▸ Goal 1:
Please answer these questions from the passage on wills, codicils, probate and gifts:
(a) How many witnesses must attest a codicil?
(b) To whom is probate granted?
(c) What is the person receiving a gift called?
▸ Goal 2: Go on with the passage on wills, codicils, probate and gifts, starting right after its last sentence.

___ Provided passage ___

Are you required to register a will?

A will is not required to be compulsorily registered. It is the testator's choice as to whether he wishes to register his will or not. Registration of a will does not confer any special status to the will nor does it prevent the testator from revoking or modifying his will subsequently. A registered will can be revoked or modified at any time prior to the death of the testator.

Be that as it may, if a will is registered, a copy shall be maintained by the office of the Registrar. Thus, if the original will is lost or destroyed, a copy of the will can be obtained from the Registry.

A testator can make changes in the will or revoke the will even after registration. If a registered will is revoked, it is advisable to register any subsequent will made by the testator.

What is a codicil?

If a testator intends to make minor changes to the will, without changing all the contents, he can do so by making a codicil to the will. A codicil is a part of the will, which must also be signed by the Testator and attested by two witnesses.  The testator can alter and revoke the codicil at any time.

It is advisable to make a codicil only to make minor changes to the will. At times, after making a will, the testator acquires new properties and makes multiple codicils to the original will. Although adding any number of codicils is permissible by law, it might complicate the interpretation of the will at a later stage. Thus, if there are substantial changes to the will, it is always advisable to make a new will rather than adding a codicil.

What is a probate?

On the death of the testator the property will not automatically pass on to the beneficiary. The executor is required to obtain a probate from the court of competent jurisdiction. A probate is a certificate issued by the court that the will is valid. Probate is granted only to the executor appointed by the will. It proves that it is the last and final will of the deceased. A probate is granted by the court with the court seal and also has a copy of the will attached to it. The court issues a notice to the beneficiaries and legal heirs so that they can file their objections, if any, to the grant of probate. If no objections are raised, the court grants probate to the executor who will thereafter give effect to the intentions of the testator and distribute the assets as per the will.

Do I will or gift?

This is a question that looms large when one wants to transfer assets to a family member.

A gift is a voluntary transfer of property from one person to another without compensation or any consideration.

Under a gift deed, the asset is transferred immediately. A gift comes into effect during the lifetime of the donor unlike the will that takes effect after the death of the testator. The person giving the gift is called the donor and the person receiving the gift is the donee. Gift deeds are irrevocable and can be revoked only by the donee. Needless to say, the donor will not be able to claim ownership in the property if he decides to change his mind at a later stage.

___ Data provided ___

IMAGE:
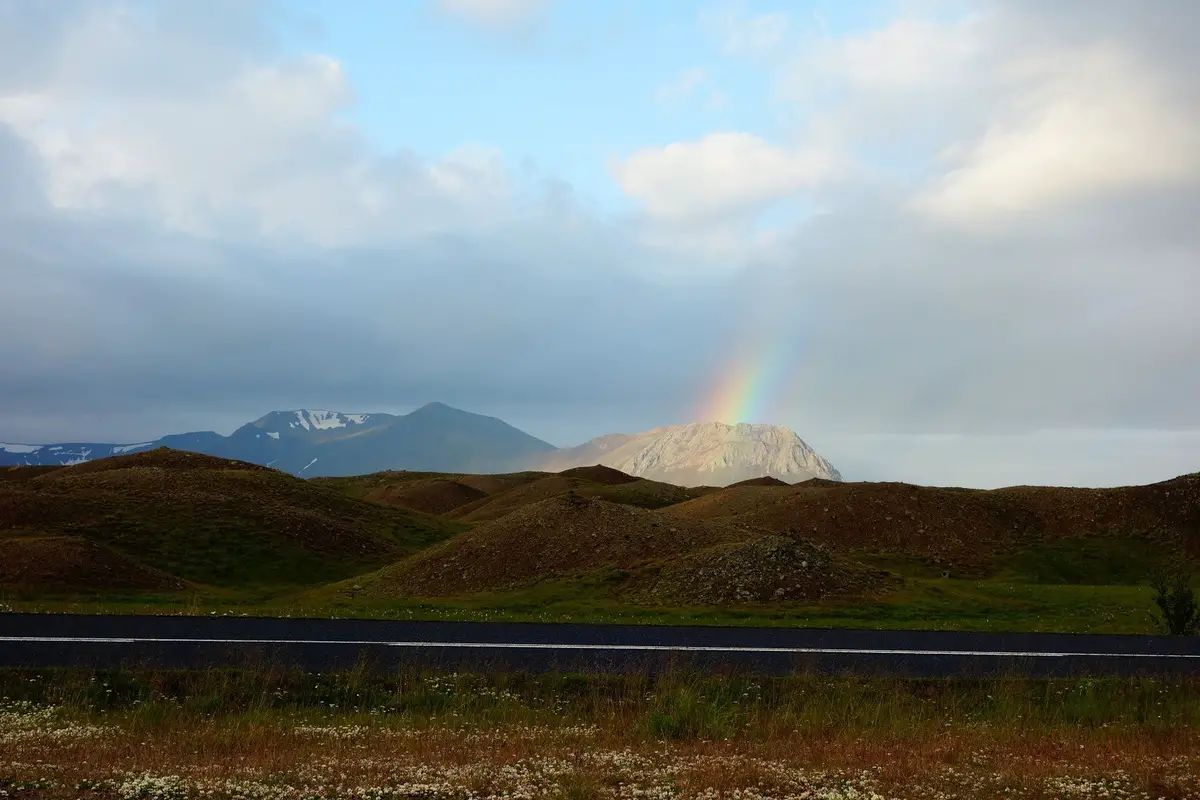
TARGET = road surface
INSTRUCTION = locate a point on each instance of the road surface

___

▸ Final result 1:
(a) Two witnesses.
(b) The executor appointed by the will.
(c) The donee.

▸ Final result 2:
A gift deed is a better alternative to distribute assets so as to avoid disputes among the legal heirs.  

A valid gift has to satisfy the following requirements:

  • Must be voluntary
  • Without any consideration
  • Accepted by the person to whom it is gifted.

The gift maybe accepted by the donee personally or someone on his behalf. The acceptance may either be express or implied.

Stamp Duty and Registration of gift deed

Registration of a gift deed is compulsory in the case of immovable property, irrespective of the value of the property. The gift deed must be signed by the donor and attested by two witnesses. 

Gift deeds attract stamp duty and the amount of stamp duty payable differs across states. In Maharashtra, payment of stamp duty is governed by Maharashtra Stamp Act, 1958 (Stamp Act).

As per the Stamp Act, if a residential property is gifted to a family member, i.e., husband, wife, son, daughter, grandson, granddaughter or wife of a deceased son, the stamp duty payable would be two hundred Indian rupees. If any other immovable property is gifted to a family member, i.e., husband, wife, brother or sister of the donor or any lineal ascendant (i.e. parents or grandparents) or any lineal descendant (i.e., children and grandchildren), the duty chargeable shall be 2%. If an immovable property is gifted to any other person, the stamp duty payable ranges from 3% to 5% of the market value of the immovable property, depending on the location of the property.  

Our View

A will may be a cheaper option for distributing property as no stamp duty is payable. One can also amend or revoke the will during one's life time. If one anticipates disputes in the future or would like the beneficiaries to have the ability to deal with the properties forthwith, one may choose the gift option. Needless to add, the donor cannot revoke the gift if he/she has a change of heart.

July 24, 2017

The content of this article is intended to provide a general guide to the subject matter. Specialist advice should be sought about your specific circumstances.